>>>>>

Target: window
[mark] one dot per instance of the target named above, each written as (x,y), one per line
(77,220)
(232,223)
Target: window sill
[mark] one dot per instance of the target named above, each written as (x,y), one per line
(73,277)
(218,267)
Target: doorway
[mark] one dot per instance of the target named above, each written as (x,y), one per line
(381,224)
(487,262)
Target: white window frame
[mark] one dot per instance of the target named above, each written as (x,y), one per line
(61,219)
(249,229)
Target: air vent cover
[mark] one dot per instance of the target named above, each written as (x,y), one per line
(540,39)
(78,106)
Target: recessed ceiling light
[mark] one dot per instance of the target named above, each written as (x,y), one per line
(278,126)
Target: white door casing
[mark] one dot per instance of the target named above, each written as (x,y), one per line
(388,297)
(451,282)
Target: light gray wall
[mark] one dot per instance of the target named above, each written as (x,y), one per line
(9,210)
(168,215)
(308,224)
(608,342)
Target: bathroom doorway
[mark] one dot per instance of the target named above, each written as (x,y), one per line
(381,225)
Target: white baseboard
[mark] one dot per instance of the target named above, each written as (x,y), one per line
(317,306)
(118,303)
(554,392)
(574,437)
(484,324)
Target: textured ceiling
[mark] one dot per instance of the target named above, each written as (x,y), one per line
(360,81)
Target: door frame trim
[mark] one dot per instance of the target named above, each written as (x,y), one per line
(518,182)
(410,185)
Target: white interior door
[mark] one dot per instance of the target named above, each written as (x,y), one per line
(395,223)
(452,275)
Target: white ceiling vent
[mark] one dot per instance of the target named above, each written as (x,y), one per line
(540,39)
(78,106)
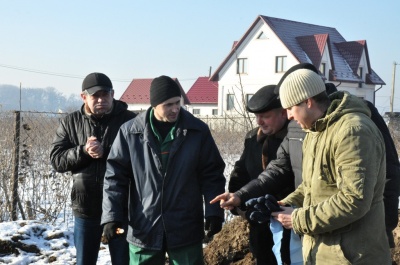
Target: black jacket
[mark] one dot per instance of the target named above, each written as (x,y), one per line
(173,203)
(68,154)
(282,173)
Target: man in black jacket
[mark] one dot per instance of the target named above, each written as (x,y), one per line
(260,148)
(167,165)
(81,145)
(286,168)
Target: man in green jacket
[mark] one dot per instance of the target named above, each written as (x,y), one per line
(339,205)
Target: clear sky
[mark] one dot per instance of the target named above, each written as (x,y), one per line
(56,44)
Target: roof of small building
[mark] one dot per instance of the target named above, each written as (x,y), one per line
(138,91)
(203,91)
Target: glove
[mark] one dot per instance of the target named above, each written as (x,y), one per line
(110,230)
(251,216)
(272,204)
(259,217)
(260,209)
(213,225)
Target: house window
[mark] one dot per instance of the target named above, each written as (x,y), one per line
(360,72)
(322,68)
(248,97)
(230,101)
(241,66)
(280,64)
(262,36)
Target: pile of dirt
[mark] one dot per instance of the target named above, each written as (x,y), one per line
(231,245)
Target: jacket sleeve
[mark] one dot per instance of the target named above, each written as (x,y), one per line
(117,181)
(392,187)
(277,179)
(212,175)
(65,154)
(239,175)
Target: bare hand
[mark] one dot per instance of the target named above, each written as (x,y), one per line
(284,217)
(94,147)
(227,200)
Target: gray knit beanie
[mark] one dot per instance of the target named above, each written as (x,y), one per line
(299,86)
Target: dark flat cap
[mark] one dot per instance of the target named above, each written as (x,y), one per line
(263,100)
(294,68)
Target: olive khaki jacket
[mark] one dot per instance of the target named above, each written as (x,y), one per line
(340,200)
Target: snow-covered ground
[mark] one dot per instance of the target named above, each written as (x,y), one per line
(55,245)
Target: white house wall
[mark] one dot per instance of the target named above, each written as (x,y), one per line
(261,56)
(205,109)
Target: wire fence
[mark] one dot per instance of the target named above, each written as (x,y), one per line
(31,189)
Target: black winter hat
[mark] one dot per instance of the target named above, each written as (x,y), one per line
(263,100)
(292,69)
(95,82)
(163,88)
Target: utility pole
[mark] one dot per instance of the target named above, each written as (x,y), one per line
(393,81)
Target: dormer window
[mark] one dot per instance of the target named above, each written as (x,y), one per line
(262,36)
(280,64)
(360,72)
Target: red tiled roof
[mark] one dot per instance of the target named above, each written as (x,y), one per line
(352,52)
(314,46)
(203,91)
(138,92)
(298,38)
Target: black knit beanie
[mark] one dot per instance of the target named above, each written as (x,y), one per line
(163,88)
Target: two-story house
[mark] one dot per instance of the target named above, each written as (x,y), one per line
(203,97)
(272,45)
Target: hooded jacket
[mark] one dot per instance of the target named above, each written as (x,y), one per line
(68,154)
(341,212)
(163,206)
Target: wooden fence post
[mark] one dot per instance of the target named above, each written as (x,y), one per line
(14,192)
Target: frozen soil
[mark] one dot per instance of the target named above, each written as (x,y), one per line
(231,246)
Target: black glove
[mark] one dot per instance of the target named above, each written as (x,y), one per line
(260,209)
(110,230)
(213,225)
(272,203)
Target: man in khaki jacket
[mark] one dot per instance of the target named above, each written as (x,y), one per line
(339,205)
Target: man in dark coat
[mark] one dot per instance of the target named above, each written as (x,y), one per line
(165,163)
(81,145)
(260,148)
(279,173)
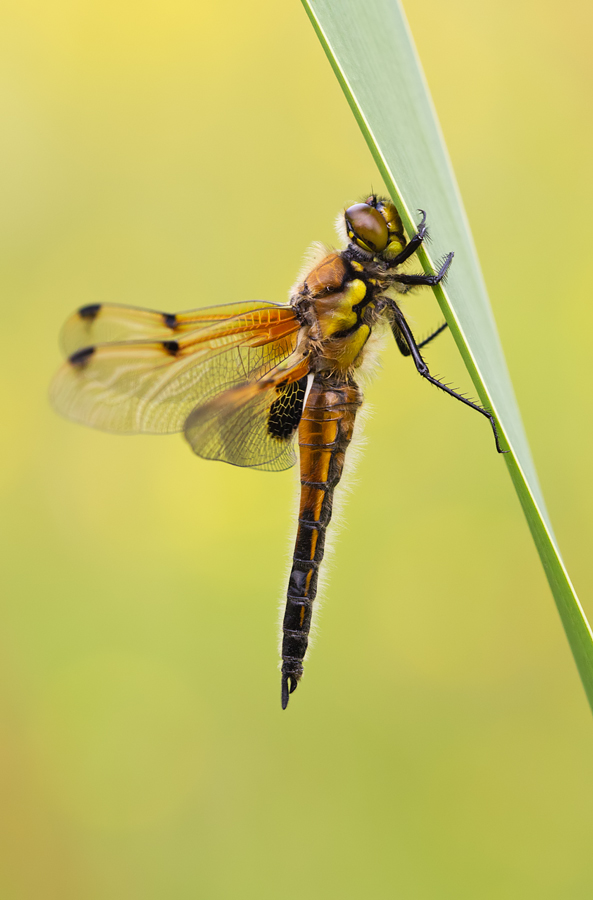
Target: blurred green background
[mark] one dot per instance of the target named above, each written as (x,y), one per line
(177,154)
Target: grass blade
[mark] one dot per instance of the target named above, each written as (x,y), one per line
(371,50)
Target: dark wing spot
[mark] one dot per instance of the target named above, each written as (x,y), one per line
(89,312)
(170,320)
(287,409)
(81,357)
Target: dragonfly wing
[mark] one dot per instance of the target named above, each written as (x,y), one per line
(101,323)
(253,424)
(151,386)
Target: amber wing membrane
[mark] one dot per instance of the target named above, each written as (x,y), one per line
(102,323)
(229,366)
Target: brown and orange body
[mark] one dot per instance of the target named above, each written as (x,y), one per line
(241,380)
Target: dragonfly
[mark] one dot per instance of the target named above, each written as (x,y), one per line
(246,381)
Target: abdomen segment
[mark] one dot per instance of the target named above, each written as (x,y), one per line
(325,430)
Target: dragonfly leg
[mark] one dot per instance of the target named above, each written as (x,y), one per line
(405,332)
(403,347)
(412,244)
(425,279)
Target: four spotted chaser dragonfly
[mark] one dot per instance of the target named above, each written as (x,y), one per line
(243,380)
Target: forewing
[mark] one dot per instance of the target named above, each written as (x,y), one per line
(102,323)
(253,424)
(152,386)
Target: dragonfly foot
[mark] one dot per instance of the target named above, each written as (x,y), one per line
(289,685)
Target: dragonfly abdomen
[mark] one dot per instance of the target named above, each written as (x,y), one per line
(325,430)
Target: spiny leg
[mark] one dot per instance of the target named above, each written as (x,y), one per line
(425,279)
(403,347)
(422,368)
(412,244)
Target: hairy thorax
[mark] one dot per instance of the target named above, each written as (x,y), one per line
(339,302)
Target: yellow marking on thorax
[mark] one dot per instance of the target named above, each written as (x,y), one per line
(335,312)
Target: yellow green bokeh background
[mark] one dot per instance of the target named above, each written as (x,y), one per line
(177,154)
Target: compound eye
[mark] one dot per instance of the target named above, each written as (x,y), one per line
(367,227)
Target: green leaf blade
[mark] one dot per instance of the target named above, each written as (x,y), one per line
(371,50)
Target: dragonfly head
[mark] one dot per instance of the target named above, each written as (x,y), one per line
(375,226)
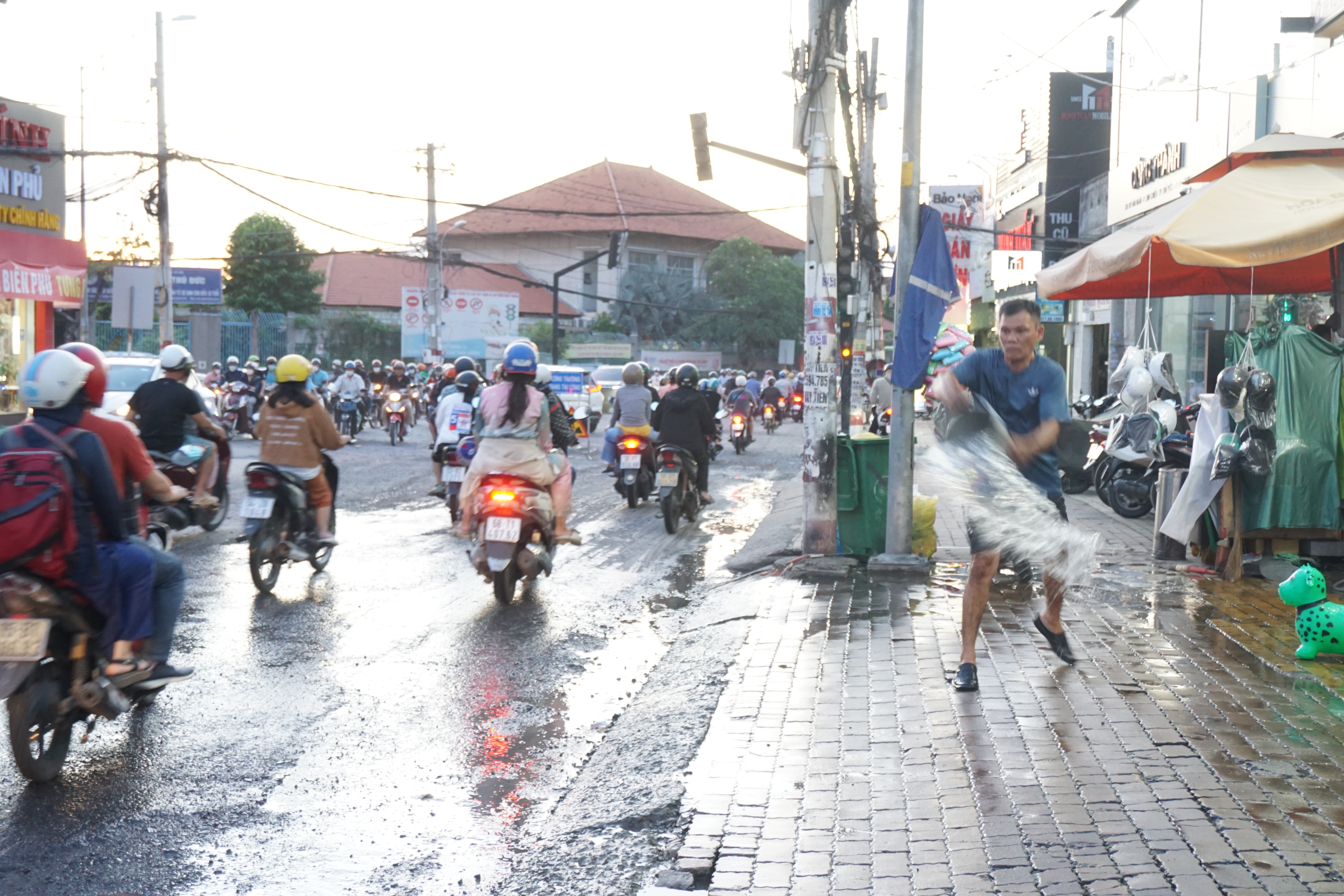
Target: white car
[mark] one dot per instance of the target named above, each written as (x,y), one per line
(127,373)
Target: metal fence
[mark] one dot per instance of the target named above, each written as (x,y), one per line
(116,339)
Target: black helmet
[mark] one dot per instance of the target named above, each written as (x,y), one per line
(1232,388)
(1260,390)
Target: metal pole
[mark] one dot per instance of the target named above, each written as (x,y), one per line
(901,459)
(433,244)
(819,416)
(165,244)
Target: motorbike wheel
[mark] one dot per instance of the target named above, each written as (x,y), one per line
(265,570)
(506,581)
(38,738)
(221,514)
(1075,481)
(671,511)
(325,557)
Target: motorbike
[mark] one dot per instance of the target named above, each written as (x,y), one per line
(282,527)
(771,420)
(635,469)
(233,405)
(513,532)
(397,412)
(675,481)
(739,428)
(50,640)
(166,519)
(456,460)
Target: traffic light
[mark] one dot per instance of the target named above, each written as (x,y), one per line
(701,140)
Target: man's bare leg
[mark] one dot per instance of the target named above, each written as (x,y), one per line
(974,602)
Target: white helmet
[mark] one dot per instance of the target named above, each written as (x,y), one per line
(53,378)
(175,358)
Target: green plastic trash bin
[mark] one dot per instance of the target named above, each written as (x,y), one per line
(862,495)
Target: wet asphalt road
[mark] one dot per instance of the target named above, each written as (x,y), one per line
(385,726)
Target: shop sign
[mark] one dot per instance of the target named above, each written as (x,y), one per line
(970,249)
(33,186)
(1009,268)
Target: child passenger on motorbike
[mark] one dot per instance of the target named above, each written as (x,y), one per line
(517,440)
(295,431)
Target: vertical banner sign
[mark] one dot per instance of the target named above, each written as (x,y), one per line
(966,207)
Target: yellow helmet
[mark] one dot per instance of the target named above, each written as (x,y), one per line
(294,369)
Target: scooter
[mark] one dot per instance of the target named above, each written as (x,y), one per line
(675,481)
(635,469)
(166,519)
(52,643)
(513,531)
(282,527)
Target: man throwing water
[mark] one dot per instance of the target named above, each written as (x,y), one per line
(1027,392)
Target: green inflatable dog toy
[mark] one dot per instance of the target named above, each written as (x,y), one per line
(1320,624)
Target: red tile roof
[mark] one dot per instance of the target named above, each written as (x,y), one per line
(610,190)
(370,280)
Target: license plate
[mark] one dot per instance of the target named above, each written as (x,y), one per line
(24,640)
(503,528)
(255,508)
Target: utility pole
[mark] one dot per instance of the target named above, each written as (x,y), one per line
(901,459)
(819,416)
(433,246)
(162,202)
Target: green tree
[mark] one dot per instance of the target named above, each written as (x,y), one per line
(765,293)
(269,271)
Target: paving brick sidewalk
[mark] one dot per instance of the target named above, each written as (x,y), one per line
(1169,760)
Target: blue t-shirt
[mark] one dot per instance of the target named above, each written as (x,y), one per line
(1023,401)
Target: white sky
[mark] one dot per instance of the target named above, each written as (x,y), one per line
(517,93)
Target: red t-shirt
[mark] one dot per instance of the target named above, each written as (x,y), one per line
(127,454)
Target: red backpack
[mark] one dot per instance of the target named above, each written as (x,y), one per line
(38,530)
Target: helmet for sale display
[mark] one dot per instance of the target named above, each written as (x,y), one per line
(1232,390)
(175,358)
(521,358)
(53,378)
(292,369)
(97,383)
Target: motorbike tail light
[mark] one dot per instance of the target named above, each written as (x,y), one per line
(261,480)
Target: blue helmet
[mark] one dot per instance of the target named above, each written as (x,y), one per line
(521,358)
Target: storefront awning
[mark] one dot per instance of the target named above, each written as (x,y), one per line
(45,269)
(1265,228)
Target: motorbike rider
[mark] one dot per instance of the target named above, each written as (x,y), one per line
(132,465)
(111,571)
(515,440)
(683,418)
(295,431)
(448,432)
(350,386)
(162,409)
(631,413)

<<<<<

For the listing above, print only the lines starting at the line containing "Target: dragonfly leg" and ending at the line containing "Target: yellow green bokeh background", exactly, both included.

Target: dragonfly leg
[mark] one dot per instance of the target named above, each written as (x,y), one per line
(405,332)
(403,347)
(412,244)
(425,279)
Target: four spotted chaser dragonfly
[mark] one dot per instance of the target named above, each written as (x,y), one per line
(243,380)
Target: forewing
[mark] one dot per instance of the target named above, each written as (x,y), one per line
(102,323)
(253,424)
(152,386)
Target: dragonfly foot
[mark] one dot per instance of the target named above, each written as (x,y), one per line
(289,685)
Target: dragonfly abdomen
[mark] one dot per instance of the target named above, each written as (x,y), one per line
(325,430)
Target: spiny leg
[mark] one dot per instance of the target named above, each written as (x,y), one per line
(425,279)
(403,347)
(422,368)
(412,244)
Target: hairy thorax
[mark] one dot per instance of the target named above, each written as (x,y), one per line
(339,302)
Target: yellow marking on thorax
[mark] one dot per instance of the target named above, each written as (x,y), one per line
(335,312)
Target: yellow green bokeh background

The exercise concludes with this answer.